* 記事

裏 RjpWiki

Julia ときどき R, Python によるコンピュータプログラム,コンピュータ・サイエンス,統計学

Julia に翻訳--177 Fleiss のκ統計量

2021年04月11日 | ブログラミング

#==========
Julia の修行をするときに,いろいろなプログラムを書き換えるのは有効な方法だ。
以下のプログラムを Julia に翻訳してみる。

Python による統計処理 
http://aoki2.si.gunma-u.ac.jp/Python/PythonDir.tar.gz

Fleiss のκ統計量
http://aoki2.si.gunma-u.ac.jp/Python/kappa_m.pdf

ファイル名: kappam.jl  関数名: kappam

翻訳するときに書いたメモ

==========#

using Rmath, Statistics, Printf

function kappam(r; nm=true, Fleiss=true, each=true)
    pstr2(p) = p >= 0.0001 ? string(round(p, digits=4)) : "< 0.0001"
    n, m = size(r)
    if nm
        category = sort(unique(r))
        k = length(category)
        nk = zeros(Int, n, k)
        mk = zeros(Int, m, k)
        for i = 1:n
            for (j, j2) = enumerate(indexin(r[i,:], category))
                nk[i, j2] += 1
                mk[j, j2] += 1
            end
        end
    else
        nk = r
        k = m
        category = collect(1:k)
        m = sum(nk[1, :])
        Fleiss = true
    end
    colSums  = vec(sum(nk, dims=1))
    Po = sum((sum(nk.^2, dims=2) .- m) ./ (m * (m - 1)) / n)

[保存済みデータセット項目]
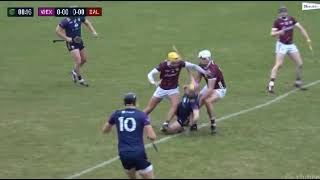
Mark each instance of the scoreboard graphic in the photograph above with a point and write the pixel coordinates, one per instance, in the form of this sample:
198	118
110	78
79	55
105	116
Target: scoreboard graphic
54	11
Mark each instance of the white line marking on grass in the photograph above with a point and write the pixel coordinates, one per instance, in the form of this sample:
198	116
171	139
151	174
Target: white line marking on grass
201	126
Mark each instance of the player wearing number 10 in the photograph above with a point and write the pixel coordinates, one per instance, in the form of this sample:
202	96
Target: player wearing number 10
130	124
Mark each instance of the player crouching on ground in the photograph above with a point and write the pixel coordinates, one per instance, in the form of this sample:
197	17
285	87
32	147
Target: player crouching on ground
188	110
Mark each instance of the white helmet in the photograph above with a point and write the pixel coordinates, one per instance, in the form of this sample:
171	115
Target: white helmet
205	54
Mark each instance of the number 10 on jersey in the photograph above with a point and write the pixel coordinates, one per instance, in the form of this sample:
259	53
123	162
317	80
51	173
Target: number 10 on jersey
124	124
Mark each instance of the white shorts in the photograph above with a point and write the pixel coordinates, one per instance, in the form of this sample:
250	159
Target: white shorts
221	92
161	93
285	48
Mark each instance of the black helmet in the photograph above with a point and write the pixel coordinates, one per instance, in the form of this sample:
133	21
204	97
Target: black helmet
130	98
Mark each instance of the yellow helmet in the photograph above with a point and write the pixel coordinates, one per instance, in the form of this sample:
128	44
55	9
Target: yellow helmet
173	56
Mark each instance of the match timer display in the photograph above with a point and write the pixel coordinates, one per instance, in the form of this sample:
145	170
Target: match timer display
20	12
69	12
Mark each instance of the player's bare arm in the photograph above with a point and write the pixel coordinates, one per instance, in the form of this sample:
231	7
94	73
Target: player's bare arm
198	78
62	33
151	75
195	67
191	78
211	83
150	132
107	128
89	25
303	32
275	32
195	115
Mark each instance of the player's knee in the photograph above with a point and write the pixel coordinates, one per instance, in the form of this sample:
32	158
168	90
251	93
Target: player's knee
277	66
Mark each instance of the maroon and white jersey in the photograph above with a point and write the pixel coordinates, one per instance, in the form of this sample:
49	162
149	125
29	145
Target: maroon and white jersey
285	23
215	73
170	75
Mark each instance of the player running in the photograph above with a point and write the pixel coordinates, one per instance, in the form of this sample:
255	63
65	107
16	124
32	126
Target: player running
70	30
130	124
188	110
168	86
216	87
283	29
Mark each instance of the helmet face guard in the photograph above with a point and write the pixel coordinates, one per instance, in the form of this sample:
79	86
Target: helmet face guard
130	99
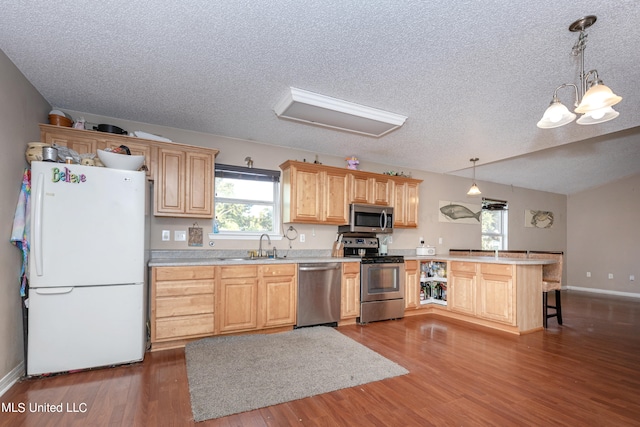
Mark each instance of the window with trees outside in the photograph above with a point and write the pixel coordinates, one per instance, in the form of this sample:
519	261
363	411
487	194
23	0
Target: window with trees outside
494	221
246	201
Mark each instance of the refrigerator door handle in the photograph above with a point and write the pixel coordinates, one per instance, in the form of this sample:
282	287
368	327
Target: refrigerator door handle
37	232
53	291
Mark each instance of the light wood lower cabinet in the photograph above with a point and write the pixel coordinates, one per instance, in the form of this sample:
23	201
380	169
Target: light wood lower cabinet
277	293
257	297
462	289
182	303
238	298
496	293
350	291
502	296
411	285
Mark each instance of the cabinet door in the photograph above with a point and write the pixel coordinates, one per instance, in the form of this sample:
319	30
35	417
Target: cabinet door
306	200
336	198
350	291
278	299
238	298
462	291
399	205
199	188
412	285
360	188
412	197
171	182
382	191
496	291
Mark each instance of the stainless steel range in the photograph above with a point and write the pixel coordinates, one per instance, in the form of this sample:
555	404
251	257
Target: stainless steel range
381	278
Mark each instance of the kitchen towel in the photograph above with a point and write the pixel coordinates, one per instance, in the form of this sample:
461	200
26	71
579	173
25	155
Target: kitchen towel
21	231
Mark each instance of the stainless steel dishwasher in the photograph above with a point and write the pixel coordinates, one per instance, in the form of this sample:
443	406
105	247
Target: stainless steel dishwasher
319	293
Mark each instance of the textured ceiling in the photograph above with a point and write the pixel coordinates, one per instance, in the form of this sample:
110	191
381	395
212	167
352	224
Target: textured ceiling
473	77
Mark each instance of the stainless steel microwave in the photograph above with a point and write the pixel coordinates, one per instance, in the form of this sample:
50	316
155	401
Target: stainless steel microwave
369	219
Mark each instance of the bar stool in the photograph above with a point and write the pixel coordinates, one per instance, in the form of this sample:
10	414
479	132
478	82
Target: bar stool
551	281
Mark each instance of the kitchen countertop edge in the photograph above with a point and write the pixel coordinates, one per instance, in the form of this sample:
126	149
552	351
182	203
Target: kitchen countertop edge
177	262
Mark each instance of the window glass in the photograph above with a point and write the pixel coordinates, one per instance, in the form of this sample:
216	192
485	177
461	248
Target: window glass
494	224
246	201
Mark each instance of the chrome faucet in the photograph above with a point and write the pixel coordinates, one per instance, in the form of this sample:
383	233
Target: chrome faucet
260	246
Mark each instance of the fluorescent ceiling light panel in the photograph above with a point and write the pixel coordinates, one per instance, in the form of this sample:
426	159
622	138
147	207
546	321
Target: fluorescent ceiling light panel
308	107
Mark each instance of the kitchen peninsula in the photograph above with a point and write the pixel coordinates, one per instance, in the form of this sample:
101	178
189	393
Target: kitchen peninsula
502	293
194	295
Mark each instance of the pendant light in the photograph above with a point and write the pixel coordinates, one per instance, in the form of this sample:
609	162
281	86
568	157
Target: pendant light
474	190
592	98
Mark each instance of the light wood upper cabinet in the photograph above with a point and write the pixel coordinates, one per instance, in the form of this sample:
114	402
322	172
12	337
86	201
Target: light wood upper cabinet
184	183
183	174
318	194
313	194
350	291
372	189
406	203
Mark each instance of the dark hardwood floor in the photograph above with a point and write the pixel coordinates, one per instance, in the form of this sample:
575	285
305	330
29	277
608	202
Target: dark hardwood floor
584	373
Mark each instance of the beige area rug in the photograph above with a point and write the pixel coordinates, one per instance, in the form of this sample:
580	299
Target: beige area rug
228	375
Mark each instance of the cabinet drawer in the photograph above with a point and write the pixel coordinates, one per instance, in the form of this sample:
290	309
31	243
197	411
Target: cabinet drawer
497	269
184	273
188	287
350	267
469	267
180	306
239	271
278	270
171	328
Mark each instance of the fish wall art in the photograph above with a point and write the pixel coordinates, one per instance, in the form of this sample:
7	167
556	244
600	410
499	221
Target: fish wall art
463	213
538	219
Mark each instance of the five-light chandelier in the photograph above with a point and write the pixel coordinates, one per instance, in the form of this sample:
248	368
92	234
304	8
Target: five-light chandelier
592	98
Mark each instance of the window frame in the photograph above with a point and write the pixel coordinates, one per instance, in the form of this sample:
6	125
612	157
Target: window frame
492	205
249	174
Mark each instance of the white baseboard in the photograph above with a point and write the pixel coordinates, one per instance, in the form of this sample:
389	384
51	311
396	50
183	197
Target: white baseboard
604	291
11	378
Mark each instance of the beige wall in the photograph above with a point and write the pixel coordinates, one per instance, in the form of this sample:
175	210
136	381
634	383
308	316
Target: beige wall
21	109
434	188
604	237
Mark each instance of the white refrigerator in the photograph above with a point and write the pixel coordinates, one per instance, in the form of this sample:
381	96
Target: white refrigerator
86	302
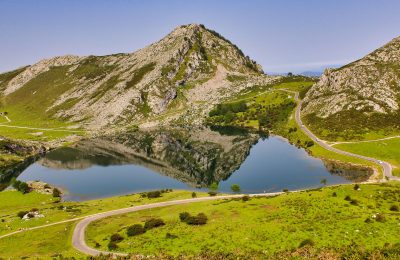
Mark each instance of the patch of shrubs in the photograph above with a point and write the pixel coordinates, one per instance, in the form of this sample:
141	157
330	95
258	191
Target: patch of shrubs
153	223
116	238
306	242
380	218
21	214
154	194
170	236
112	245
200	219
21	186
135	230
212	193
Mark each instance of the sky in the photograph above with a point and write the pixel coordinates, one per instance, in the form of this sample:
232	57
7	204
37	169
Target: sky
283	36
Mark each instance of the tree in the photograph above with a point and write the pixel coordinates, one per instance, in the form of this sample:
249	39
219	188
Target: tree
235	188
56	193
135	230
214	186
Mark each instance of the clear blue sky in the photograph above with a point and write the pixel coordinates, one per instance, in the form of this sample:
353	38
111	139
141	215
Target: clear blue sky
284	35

* 課題
Fleiss のκ統計量を扱った記事で、Python のプログラムを Julia に翻訳する理由は何か。記事に書かれている理由を1〜3文で説明しなさい。

* 解答
Julia の修行をするときには、いろいろなプログラムを書き換えるのが有効な方法だからである。そのため、「Python による統計処理」にある Fleiss のκ統計量のプログラムを Julia に翻訳している。